• _PROMPT_
Find each line in the rows below that contains the string "saguaro" and copy those lines out. Case counts, so match uppercase and lowercase letters precisely.

• _Pointing records_
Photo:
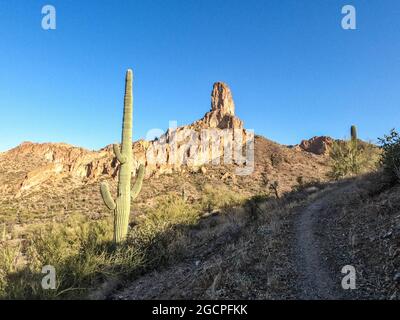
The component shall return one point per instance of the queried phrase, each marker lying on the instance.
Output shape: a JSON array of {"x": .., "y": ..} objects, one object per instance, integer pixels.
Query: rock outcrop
[
  {"x": 317, "y": 145},
  {"x": 217, "y": 138},
  {"x": 222, "y": 113}
]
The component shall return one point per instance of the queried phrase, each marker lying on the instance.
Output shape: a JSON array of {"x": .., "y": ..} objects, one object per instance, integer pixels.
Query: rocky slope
[{"x": 58, "y": 178}]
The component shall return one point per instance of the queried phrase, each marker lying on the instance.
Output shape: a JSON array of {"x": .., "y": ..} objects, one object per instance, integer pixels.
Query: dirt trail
[{"x": 315, "y": 279}]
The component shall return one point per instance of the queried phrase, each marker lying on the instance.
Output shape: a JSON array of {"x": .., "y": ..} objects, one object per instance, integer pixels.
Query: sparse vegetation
[
  {"x": 352, "y": 157},
  {"x": 391, "y": 154},
  {"x": 84, "y": 257}
]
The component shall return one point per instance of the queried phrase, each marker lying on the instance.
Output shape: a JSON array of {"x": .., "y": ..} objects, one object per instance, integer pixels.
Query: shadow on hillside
[{"x": 96, "y": 267}]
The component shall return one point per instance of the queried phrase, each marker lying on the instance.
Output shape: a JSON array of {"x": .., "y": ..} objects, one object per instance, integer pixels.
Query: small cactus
[
  {"x": 3, "y": 235},
  {"x": 121, "y": 206}
]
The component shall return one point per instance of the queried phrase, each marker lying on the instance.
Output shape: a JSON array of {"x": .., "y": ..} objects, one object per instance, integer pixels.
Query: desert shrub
[
  {"x": 220, "y": 197},
  {"x": 81, "y": 252},
  {"x": 350, "y": 158},
  {"x": 162, "y": 231},
  {"x": 390, "y": 159}
]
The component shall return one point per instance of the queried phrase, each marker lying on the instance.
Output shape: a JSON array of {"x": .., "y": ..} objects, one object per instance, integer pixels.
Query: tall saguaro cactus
[
  {"x": 122, "y": 205},
  {"x": 353, "y": 133}
]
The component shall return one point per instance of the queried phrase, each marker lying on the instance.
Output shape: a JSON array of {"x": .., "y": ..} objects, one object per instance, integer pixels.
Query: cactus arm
[
  {"x": 121, "y": 158},
  {"x": 138, "y": 184},
  {"x": 106, "y": 195}
]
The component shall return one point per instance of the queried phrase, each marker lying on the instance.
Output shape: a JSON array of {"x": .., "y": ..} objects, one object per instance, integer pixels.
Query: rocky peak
[
  {"x": 222, "y": 113},
  {"x": 221, "y": 99},
  {"x": 317, "y": 145}
]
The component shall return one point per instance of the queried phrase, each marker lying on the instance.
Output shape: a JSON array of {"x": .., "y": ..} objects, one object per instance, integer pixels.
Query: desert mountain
[{"x": 56, "y": 176}]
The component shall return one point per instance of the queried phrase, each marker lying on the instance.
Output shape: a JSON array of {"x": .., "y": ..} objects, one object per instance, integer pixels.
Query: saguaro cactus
[
  {"x": 353, "y": 133},
  {"x": 122, "y": 205}
]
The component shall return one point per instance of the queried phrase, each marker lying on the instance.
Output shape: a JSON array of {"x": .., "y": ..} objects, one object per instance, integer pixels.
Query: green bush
[
  {"x": 81, "y": 252},
  {"x": 220, "y": 197},
  {"x": 390, "y": 159},
  {"x": 354, "y": 157}
]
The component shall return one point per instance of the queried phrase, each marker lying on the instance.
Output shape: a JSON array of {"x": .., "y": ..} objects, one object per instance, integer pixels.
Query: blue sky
[{"x": 294, "y": 72}]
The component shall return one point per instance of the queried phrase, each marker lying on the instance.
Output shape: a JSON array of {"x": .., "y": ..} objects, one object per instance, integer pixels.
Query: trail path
[{"x": 315, "y": 279}]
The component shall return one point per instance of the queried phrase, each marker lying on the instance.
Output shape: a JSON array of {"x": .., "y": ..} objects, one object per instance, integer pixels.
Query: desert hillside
[
  {"x": 50, "y": 180},
  {"x": 200, "y": 228}
]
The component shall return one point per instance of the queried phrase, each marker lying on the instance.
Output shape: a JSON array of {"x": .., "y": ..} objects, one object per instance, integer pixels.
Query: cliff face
[{"x": 217, "y": 138}]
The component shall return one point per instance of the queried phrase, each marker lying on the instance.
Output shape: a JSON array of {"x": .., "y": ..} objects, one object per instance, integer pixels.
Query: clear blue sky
[{"x": 293, "y": 70}]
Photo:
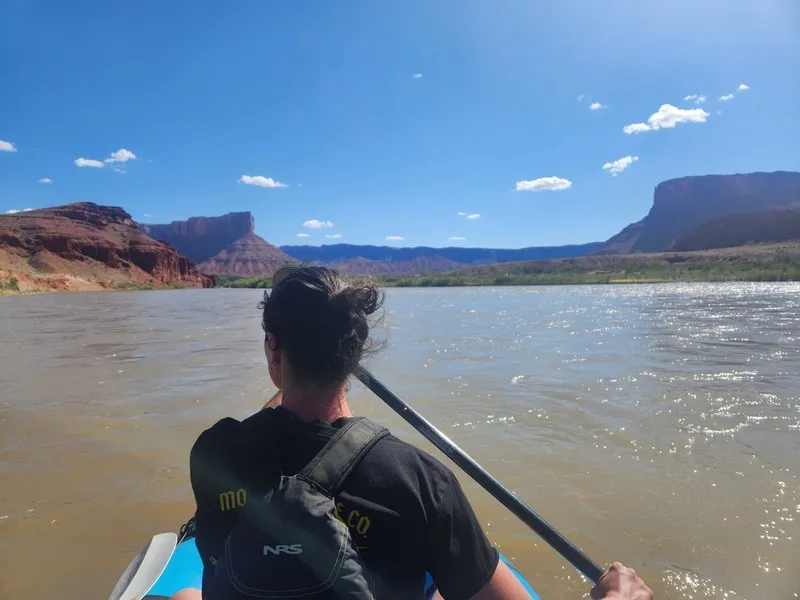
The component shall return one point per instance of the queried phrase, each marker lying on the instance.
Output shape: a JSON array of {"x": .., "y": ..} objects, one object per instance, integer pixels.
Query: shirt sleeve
[
  {"x": 461, "y": 558},
  {"x": 211, "y": 476}
]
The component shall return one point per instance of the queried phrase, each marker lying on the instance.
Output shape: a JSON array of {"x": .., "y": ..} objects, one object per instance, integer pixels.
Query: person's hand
[{"x": 620, "y": 583}]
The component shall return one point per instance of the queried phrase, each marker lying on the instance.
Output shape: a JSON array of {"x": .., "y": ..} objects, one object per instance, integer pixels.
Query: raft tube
[{"x": 185, "y": 569}]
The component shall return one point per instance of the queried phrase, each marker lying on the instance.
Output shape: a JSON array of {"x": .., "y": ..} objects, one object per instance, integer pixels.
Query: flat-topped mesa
[
  {"x": 92, "y": 242},
  {"x": 249, "y": 256},
  {"x": 682, "y": 204},
  {"x": 201, "y": 238}
]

• _COMPLETED EXERCISE_
Query: tall saguaro cactus
Query: saguaro cactus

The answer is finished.